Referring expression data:
Start of Block

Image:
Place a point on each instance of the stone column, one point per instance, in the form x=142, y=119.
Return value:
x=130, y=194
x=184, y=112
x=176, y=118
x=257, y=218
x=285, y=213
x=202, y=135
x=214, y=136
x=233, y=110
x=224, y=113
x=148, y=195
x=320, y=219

End of Block

EXERCISE PROMPT: Output every line above so that it reads exactly as before.

PROBLEM SOLUTION:
Image:
Place a point on each instance of the stone column, one point per instance, in the form x=142, y=119.
Return value:
x=130, y=194
x=184, y=112
x=176, y=118
x=257, y=218
x=285, y=213
x=202, y=135
x=214, y=136
x=233, y=110
x=224, y=113
x=148, y=195
x=320, y=219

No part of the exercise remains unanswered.